Extracted data entries
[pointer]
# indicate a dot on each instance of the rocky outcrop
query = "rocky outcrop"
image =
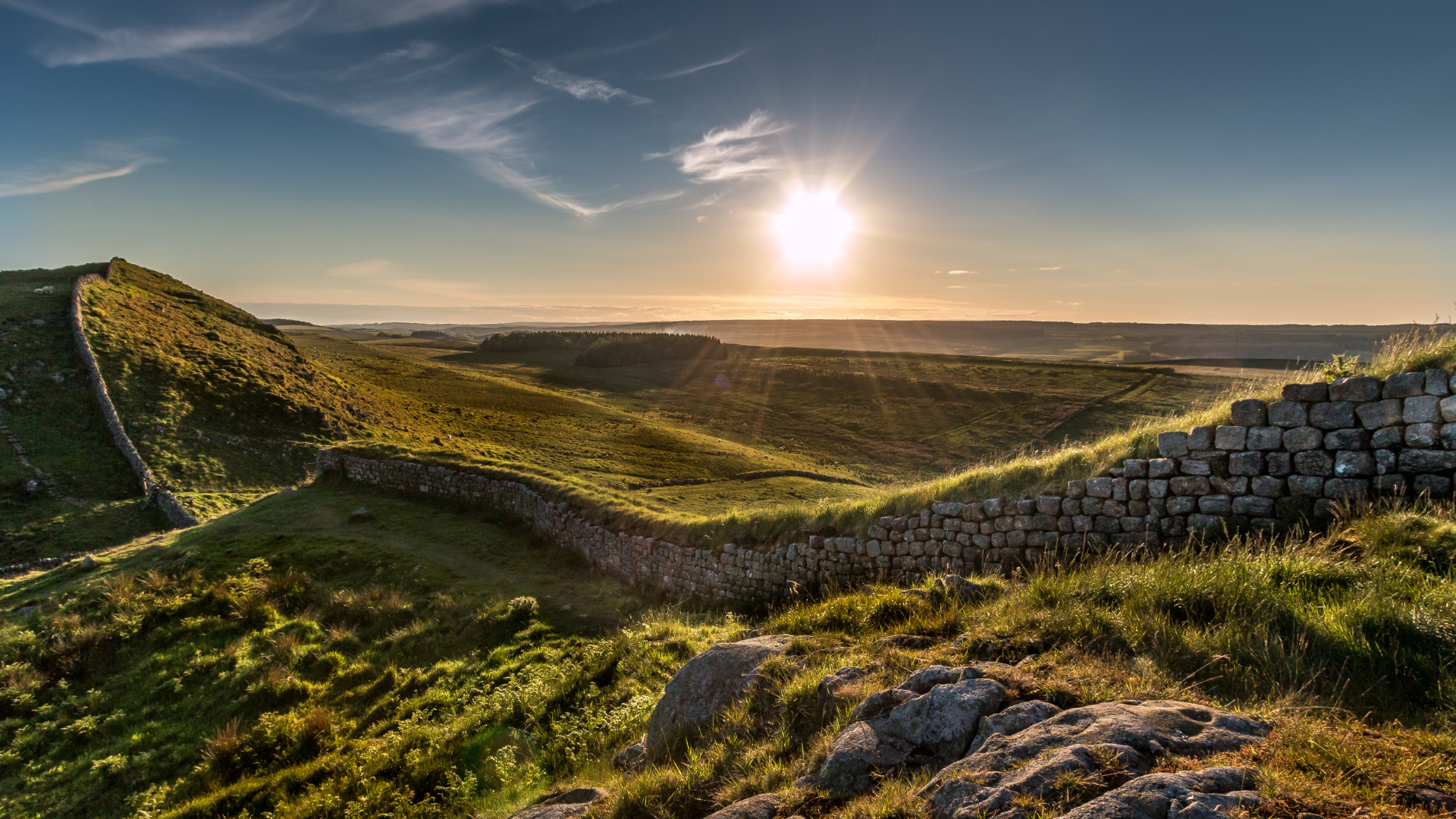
(762, 806)
(565, 805)
(929, 719)
(1190, 795)
(705, 687)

* YOUR GOAL *
Rescale the data above by rewriting every line in full, text lines included, with each point coordinate multiplied by 0.4 and rounded to the nearest whole number, halves rounded up. Leave the pictures out of your answer.

* FULL RESPONSE *
[pointer]
# indicate a dot on each instance of the rocky outcrop
query = "rocky outcrop"
image =
(305, 322)
(226, 322)
(372, 288)
(476, 318)
(282, 275)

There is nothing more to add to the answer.